Study text –
He does not have 100 slopes to work with which seems to be the way you are approaching the problem based on the example you post, so even if he wanted he could not do the inverse for every slope and see how the distribution of inverse slopes behaves (or the distribution of λ slopes for that matter).

But even so, let's change the problem and imaging that he can actually measure a set of, let's say, n lambdas ([itex]λ_{1..n}[/itex]), and he wants to estimate [itex]T=1/λ[/itex]

What you suggest is [itex]\hat{T}= \frac{1/λ_1 + 1/λ_2 + ... +1/λ_n}{n} [/itex] but this is wrong, this approach allows the function that calculates T to bias its own estimation.

In this situations we apply what is called in inference the invariance principle which basically states that if you have a function [itex]f[/itex] and you want to estimate [itex]f(θ)[/itex] then you do [itex]\widehat{f(θ)} = f(\hat{θ})[/itex], which in the OP case would be [itex]\hat{T}=1/\hat{λ}[/itex], and, by the way, this principle would hold for whatever distribution θ, λ might have.
No, you misunderstand what I did.
To find an unbiased estimator for a statistic s, the following is standard procedure:
- construct some candidate function fs({xi}) of n observations
- compute E(fs) as a function of a presumed value s of the statistic
- see how E(fs) compares with s
E.g. with s being the mean and fmean({xi}) = (Ʃxi)/n gives E(fmean) = mean, but with s being the variance, we get fvar = (Ʃ(xi-Ʃxi)/n)2)/(n-1).
If L is a linear function and fs is an unbiased estimator for s then L(fs) is an unbiased estimator for L(s). But it does not work for nonlinear functions. E.g. for the standard deviation, √fvar is not an unbiased estimator for √var. (There are corrections that have been developed, but none are perfect.)
In my model for the OP procedure, I took just two observations, computed the mean, and inverted. There are two ways we can try to assess this as an estimator for 1/mean. In my first post I assessed it analytically. Since you thought the analysis flawed, I then assessed it numerically. To find E(f) I had to generate lots of pairs and take the average result.

Now, as I said, my model was rather extreme. It took a uniform distribution 'close' to the origin (i.e. the std dev is a large fraction of the mean) and only used one pair of observations to compute the mean. Changing either of those would reduce the error. To get a bound on the error in the OP procedure we need to know more about the distribution and the number of samples.

Task to complete – Write out everything in the estimator thread from "But even so, let's" down to "its own estimation.", word for word.

Provided data –
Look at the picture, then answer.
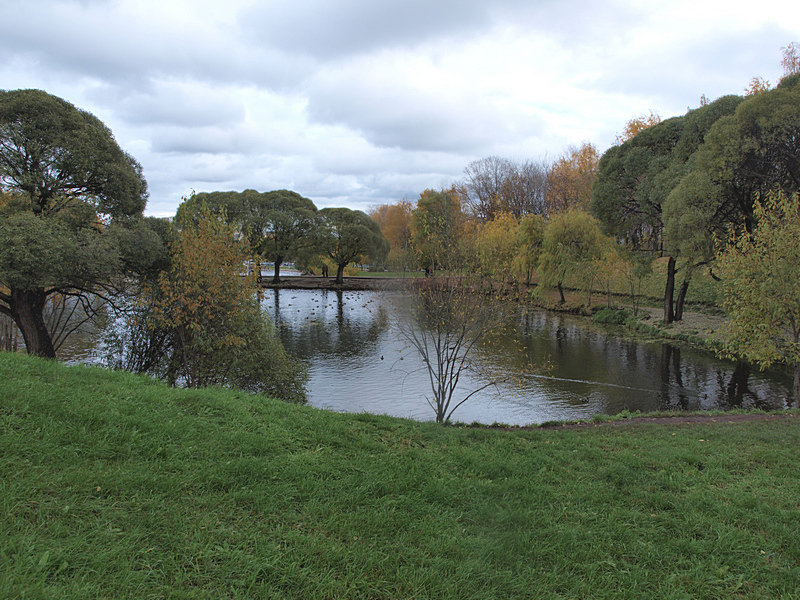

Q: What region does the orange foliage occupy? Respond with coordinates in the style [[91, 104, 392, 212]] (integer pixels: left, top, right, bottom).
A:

Problem solution –
But even so, let's change the problem and imaging that he can actually measure a set of, let's say, n lambdas ([itex]λ_{1..n}[/itex]), and he wants to estimate [itex]T=1/λ[/itex]

What you suggest is [itex]\hat{T}= \frac{1/λ_1 + 1/λ_2 + ... +1/λ_n}{n} [/itex] but this is wrong, this approach allows the function that calculates T to bias its own estimation.